REQUIREMENTS:
1/ In the article on cross-border data transfers, rewrite the stretch from "New Compliance Obligations" through "cross-border data transfers.", substituting "transfer framework" for "Privacy Shield".
2/ Translate this sentence from the article on cross-border data transfers into Spanish: "Beginning September 27, 2021, most organizations will need to amend their commercial agreements with the New SCC for transatlantic data transfer."

TEXT:
::::
New Compliance Obligations for Cross-Border Data Transfers
For several years, cross-border data transfers functioned similar to airport security checks for international travel, with the Privacy Shield operating as a fast check-in lane. After the European Union (EU) Court invalidated the Privacy Shield in July 2020 (Schrems II decision), EU-U.S. data transfers faced greater uncertainties. While other mechanisms existed, Privacy Shield was a common compliance tool. Given the inability to utilize the Privacy Shield concept, the EU introduced an update to an alternative mechanism, new standard contractual clauses (New SCC), which replace the 2010 version and facilitate post-Schrems II cross-border data transfers.
Beginning September 27, 2021, most organizations will need to amend their commercial agreements with the New SCC for transatlantic data transfer. These new processes will add significant compliance obligations for customers and vendors to assess, document, and implement to ensure additional safeguards for protecting EU personal data.
Why the EU Invalidated the Privacy Shield
Before July 2020, more than 5,000 companies transferred EU personal data to the U.S. through the Privacy Shield framework approved by the U.S. and the EU. For 15 months following the Schrems II decision, companies have been struggling with this “Suez Canal moment” that places severe hurdles for transatlantic data transfer. Similar to the Evergreen container ship’s accidental blockage of the Suez Canal in 2021, the impasse in cross-border data transfer jeopardizes EU-U.S. trade at an estimated $1 trillion per year.
::::
DATASET EXTRACT:
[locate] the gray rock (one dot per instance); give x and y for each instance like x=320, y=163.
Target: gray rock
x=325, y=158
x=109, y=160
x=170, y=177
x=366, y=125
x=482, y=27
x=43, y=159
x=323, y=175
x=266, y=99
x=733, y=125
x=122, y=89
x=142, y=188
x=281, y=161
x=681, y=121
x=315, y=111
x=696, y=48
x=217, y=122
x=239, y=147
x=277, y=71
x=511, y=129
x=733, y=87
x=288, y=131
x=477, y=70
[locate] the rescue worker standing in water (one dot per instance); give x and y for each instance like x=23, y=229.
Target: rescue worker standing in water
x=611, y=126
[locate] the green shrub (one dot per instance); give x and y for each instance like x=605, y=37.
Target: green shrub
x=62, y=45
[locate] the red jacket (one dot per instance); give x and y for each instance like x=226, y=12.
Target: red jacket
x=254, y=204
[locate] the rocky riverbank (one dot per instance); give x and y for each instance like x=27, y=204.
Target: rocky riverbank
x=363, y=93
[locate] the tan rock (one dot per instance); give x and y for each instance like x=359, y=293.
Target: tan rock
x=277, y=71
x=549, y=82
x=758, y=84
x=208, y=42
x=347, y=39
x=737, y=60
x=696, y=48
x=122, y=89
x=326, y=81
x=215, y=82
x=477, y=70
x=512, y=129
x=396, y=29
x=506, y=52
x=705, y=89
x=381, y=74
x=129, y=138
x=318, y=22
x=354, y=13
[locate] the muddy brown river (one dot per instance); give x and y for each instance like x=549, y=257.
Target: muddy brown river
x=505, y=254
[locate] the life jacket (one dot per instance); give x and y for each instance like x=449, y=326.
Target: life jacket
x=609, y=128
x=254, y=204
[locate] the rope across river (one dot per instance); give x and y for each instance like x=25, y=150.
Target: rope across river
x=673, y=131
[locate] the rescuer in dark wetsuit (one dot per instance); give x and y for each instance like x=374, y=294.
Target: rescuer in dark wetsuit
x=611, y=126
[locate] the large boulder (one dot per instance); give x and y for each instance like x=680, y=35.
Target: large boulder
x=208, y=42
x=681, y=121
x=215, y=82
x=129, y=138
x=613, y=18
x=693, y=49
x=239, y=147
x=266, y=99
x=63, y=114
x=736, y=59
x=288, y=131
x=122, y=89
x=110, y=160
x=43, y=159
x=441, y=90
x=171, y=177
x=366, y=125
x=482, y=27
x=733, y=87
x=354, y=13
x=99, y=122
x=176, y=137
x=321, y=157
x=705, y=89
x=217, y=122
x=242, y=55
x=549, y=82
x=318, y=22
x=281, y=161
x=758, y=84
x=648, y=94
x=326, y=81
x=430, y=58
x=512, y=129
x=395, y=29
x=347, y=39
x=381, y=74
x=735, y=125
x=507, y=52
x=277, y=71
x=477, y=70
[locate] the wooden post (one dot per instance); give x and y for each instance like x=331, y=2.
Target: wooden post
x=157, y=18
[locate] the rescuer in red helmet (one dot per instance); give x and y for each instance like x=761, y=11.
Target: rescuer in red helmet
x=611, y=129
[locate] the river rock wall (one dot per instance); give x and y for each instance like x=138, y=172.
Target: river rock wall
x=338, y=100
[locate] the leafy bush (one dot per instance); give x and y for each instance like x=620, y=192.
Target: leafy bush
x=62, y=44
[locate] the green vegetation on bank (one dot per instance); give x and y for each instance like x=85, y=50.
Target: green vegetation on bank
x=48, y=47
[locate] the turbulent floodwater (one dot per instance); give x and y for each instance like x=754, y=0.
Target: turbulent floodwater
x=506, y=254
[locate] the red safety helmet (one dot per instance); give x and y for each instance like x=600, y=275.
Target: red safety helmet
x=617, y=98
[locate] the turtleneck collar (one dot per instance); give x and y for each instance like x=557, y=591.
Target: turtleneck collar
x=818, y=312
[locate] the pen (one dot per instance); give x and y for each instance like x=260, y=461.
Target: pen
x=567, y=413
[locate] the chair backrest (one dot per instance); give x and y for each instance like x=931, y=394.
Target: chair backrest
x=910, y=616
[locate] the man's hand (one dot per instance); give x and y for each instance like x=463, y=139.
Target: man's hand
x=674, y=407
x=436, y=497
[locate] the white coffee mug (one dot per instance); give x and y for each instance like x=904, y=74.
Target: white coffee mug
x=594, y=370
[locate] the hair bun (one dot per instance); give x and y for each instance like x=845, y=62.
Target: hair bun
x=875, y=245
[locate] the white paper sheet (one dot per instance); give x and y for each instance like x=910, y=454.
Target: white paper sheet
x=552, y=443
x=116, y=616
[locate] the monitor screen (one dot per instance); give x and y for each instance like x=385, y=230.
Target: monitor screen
::::
RESPONSES FOR EACH TASK:
1/
New Compliance Obligations for Cross-Border Data Transfers
For several years, cross-border data transfers functioned similar to airport security checks for international travel, with the transfer framework operating as a fast check-in lane. After the European Union (EU) Court invalidated the transfer framework in July 2020 (Schrems II decision), EU-U.S. data transfers faced greater uncertainties. While other mechanisms existed, transfer framework was a common compliance tool. Given the inability to utilize the transfer framework concept, the EU introduced an update to an alternative mechanism, new standard contractual clauses (New SCC), which replace the 2010 version and facilitate post-Schrems II cross-border data transfers.

2/ A partir del 27 de septiembre de 2021, la mayoría de las organizaciones deberán modificar sus acuerdos comerciales con las New SCC para la transferencia transatlántica de datos.